Could you rewrite the material below as a Markdown table with the columns Row and Text, starting at the line that contains "Question: Identify the bounding box of the grasshopper visible" and ending at the last line of the material, both included? Number each row, put each line in Text, and skip blank lines.

#### Excerpted records ####

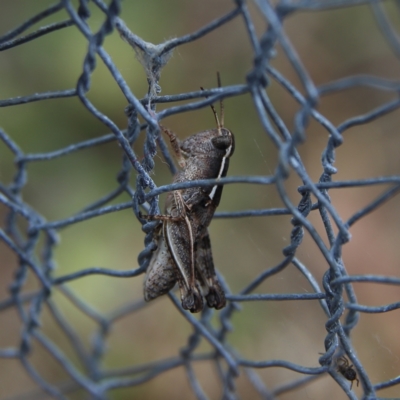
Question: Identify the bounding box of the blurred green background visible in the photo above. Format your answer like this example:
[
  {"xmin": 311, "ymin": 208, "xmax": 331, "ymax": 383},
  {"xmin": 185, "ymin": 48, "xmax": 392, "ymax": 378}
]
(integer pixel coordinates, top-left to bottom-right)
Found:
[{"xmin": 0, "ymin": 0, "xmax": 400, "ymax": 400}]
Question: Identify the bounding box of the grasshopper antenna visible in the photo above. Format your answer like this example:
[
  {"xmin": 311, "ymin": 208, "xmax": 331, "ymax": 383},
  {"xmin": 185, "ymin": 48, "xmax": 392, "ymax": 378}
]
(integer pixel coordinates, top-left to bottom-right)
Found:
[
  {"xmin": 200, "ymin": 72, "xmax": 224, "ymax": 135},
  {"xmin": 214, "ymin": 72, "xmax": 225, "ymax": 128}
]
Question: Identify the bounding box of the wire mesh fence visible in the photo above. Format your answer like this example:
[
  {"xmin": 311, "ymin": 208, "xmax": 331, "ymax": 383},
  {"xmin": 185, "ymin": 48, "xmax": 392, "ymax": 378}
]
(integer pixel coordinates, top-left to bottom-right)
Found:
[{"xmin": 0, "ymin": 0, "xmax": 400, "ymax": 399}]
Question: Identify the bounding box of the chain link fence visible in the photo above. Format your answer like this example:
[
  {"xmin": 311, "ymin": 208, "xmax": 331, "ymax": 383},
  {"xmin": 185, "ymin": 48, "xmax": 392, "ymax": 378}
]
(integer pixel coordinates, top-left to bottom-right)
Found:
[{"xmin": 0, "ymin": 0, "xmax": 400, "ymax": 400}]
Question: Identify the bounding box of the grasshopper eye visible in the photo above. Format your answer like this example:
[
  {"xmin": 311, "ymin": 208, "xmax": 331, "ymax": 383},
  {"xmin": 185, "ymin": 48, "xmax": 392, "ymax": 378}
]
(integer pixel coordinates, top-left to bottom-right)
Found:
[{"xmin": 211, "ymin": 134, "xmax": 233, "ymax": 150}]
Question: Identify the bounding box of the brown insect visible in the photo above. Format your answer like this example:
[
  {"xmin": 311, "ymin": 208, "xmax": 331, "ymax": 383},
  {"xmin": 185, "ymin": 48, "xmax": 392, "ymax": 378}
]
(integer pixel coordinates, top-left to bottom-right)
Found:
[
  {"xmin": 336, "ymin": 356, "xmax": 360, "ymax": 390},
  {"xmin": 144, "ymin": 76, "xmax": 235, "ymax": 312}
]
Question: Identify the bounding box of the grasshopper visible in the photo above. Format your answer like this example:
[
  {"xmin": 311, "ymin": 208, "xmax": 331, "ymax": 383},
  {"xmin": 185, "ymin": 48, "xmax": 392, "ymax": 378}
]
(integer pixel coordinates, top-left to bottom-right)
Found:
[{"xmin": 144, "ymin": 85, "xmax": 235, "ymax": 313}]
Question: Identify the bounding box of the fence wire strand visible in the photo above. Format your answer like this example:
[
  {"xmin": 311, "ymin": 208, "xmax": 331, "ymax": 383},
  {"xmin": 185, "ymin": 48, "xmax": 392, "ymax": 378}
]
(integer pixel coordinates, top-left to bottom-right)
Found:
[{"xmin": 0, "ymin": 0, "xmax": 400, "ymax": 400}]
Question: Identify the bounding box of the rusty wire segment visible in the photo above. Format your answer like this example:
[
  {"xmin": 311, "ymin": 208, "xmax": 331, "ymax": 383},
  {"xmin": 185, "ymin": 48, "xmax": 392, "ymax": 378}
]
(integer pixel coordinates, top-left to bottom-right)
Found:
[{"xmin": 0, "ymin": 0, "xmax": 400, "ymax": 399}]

####

• [Response to the exercise]
| Row | Text |
|---|---|
| 1 | Question: Identify the bounding box of the grasshopper visible in the photo above. Format your answer like this example: |
| 2 | [ |
| 3 |   {"xmin": 311, "ymin": 208, "xmax": 331, "ymax": 383}, |
| 4 |   {"xmin": 185, "ymin": 48, "xmax": 392, "ymax": 378} |
| 5 | ] |
| 6 | (integer pixel coordinates, top-left to bottom-right) |
| 7 | Found: |
| 8 | [{"xmin": 144, "ymin": 85, "xmax": 235, "ymax": 313}] |
| 9 | Question: Identify the bounding box of the fence wire strand visible in the photo above. Format your answer like this example: |
| 10 | [ |
| 11 |   {"xmin": 311, "ymin": 208, "xmax": 331, "ymax": 383}, |
| 12 |   {"xmin": 185, "ymin": 48, "xmax": 392, "ymax": 378} |
| 13 | ] |
| 14 | (integer pixel coordinates, top-left to bottom-right) |
| 15 | Found: |
| 16 | [{"xmin": 0, "ymin": 0, "xmax": 400, "ymax": 400}] |
| 17 | Question: Identify the bounding box of the rusty wire segment visible in the photo above. Format your answer like this example: |
| 18 | [ |
| 19 |   {"xmin": 311, "ymin": 208, "xmax": 331, "ymax": 383}, |
| 20 |   {"xmin": 185, "ymin": 48, "xmax": 392, "ymax": 378} |
| 21 | ] |
| 22 | (integer pixel coordinates, top-left to bottom-right) |
| 23 | Found: |
| 24 | [{"xmin": 0, "ymin": 0, "xmax": 400, "ymax": 399}] |